* _PROBLEM_: Rewrite the items below from the line that contains "of the evergreen" through the last item, replacing "evergreen tree" with "pine tree" and keeping everything else the same.

---------- DATA EXTRACT

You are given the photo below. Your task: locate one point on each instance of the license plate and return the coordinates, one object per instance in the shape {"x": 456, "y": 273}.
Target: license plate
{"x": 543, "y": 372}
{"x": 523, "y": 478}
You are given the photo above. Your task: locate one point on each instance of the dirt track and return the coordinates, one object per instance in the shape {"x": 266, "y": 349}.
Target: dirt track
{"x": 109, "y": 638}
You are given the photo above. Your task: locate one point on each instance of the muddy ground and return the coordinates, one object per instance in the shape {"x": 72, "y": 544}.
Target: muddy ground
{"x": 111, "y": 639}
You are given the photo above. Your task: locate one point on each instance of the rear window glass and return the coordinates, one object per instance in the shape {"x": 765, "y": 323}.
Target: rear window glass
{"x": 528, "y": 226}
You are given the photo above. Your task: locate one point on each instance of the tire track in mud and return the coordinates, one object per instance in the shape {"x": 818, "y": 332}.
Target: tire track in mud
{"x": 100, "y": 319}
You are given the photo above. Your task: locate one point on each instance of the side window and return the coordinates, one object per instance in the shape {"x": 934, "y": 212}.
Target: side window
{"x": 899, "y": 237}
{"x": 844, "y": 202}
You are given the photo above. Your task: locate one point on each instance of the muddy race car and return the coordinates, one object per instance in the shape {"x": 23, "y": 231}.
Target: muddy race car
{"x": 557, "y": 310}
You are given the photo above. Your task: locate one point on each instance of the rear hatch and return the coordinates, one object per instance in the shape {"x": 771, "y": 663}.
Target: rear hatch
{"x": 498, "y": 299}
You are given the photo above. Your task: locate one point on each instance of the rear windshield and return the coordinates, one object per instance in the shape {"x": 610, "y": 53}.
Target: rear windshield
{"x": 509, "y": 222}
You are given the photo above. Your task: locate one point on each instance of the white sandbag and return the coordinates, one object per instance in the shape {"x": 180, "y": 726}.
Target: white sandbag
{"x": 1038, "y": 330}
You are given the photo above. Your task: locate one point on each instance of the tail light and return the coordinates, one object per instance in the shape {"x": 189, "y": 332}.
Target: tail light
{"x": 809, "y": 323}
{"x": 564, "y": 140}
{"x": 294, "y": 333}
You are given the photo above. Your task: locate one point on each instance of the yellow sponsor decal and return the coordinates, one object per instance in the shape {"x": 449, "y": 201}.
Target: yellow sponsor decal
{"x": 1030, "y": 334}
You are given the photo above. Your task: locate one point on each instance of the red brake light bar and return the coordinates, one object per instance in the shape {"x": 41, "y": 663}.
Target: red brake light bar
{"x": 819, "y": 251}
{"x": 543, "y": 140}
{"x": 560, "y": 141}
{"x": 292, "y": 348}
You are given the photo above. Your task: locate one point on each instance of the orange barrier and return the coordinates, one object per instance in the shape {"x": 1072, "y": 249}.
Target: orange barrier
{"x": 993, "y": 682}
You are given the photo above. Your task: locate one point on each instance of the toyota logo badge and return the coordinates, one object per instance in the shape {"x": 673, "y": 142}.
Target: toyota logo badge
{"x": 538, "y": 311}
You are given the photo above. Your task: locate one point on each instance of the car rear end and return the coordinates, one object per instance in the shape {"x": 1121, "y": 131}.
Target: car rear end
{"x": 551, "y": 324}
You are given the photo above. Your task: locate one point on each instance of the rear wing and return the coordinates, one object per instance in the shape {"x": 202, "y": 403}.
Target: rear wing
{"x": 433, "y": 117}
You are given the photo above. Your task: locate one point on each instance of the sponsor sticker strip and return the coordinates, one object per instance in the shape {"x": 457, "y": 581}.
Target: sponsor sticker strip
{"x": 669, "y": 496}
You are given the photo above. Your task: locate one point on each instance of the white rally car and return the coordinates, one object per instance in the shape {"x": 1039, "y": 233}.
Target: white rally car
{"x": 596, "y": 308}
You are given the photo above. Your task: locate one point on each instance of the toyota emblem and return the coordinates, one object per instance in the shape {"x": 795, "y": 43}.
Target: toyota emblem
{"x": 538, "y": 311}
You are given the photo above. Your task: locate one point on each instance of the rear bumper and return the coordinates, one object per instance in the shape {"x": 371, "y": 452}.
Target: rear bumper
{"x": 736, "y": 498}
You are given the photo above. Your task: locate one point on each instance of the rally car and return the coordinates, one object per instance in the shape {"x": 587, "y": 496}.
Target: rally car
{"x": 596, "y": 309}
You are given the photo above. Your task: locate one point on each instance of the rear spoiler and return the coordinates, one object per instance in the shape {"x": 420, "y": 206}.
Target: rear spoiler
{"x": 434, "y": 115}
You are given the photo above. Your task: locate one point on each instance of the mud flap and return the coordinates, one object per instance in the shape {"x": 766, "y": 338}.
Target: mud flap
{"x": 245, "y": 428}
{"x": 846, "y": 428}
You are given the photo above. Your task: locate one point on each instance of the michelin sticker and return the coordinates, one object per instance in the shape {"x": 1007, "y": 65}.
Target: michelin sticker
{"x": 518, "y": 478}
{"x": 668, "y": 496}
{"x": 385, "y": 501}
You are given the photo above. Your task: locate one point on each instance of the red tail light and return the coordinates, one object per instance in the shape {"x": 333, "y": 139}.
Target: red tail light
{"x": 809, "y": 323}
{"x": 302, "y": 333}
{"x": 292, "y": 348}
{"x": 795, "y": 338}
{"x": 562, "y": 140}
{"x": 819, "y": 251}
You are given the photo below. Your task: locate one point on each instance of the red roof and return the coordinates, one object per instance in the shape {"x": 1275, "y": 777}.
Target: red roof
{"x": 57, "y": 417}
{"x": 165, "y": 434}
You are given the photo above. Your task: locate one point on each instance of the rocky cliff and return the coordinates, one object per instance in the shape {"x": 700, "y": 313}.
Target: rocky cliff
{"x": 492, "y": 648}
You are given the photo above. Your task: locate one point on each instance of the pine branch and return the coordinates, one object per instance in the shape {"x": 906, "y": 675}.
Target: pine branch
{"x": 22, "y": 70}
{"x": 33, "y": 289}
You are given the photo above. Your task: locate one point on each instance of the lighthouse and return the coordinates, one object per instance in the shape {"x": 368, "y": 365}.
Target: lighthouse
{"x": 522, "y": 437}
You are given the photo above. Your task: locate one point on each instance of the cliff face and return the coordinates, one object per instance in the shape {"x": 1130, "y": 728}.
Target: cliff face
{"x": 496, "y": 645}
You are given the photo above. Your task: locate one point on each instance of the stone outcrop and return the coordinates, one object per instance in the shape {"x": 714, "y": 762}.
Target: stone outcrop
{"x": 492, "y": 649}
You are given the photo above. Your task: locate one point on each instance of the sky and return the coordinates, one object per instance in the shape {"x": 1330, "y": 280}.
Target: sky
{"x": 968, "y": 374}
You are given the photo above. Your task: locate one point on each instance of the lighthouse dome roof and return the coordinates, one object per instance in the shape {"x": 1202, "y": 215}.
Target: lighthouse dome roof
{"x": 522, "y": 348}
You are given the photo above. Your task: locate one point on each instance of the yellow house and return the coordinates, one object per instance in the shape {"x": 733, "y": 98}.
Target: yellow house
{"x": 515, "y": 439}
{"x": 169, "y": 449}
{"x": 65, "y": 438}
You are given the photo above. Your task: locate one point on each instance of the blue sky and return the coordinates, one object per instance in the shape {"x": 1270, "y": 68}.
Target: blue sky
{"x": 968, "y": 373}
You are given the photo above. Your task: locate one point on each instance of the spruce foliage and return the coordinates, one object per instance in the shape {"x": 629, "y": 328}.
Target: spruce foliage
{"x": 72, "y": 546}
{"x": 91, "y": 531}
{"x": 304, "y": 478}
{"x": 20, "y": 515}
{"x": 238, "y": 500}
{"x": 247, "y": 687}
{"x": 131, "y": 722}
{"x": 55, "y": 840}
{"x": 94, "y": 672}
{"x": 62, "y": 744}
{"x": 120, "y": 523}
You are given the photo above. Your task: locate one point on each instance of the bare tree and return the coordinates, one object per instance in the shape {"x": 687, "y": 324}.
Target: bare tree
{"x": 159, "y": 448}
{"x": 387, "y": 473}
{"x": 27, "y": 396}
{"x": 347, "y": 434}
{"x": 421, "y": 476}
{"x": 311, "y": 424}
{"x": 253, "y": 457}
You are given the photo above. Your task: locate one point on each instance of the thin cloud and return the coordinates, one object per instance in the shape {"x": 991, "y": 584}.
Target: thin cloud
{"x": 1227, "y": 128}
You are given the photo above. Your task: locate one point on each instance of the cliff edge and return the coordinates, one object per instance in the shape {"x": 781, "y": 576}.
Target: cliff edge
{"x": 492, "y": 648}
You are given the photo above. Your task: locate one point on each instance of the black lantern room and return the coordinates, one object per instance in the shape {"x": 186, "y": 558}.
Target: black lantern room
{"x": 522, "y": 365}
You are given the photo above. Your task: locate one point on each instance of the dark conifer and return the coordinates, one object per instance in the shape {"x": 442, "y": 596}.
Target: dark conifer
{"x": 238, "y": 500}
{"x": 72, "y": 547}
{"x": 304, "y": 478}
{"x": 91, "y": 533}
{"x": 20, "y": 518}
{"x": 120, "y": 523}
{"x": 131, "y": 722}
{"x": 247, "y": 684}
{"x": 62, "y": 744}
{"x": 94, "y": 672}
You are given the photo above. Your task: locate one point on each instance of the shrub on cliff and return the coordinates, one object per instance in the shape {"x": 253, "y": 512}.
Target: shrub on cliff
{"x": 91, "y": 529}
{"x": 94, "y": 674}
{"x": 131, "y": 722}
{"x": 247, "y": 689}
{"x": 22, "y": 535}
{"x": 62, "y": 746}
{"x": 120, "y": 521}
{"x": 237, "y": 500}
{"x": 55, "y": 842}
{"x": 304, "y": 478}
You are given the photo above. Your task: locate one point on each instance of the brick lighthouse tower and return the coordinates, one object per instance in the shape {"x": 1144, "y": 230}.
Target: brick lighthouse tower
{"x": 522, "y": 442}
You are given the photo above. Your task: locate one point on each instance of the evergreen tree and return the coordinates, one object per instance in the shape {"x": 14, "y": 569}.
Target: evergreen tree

--------------------

* _RESPONSE TO THE TASK_:
You are given the photo above. Your task: locate one point on each instance of the pine tree and return the coordinates, one object per instance in the shape {"x": 14, "y": 569}.
Target: pine tree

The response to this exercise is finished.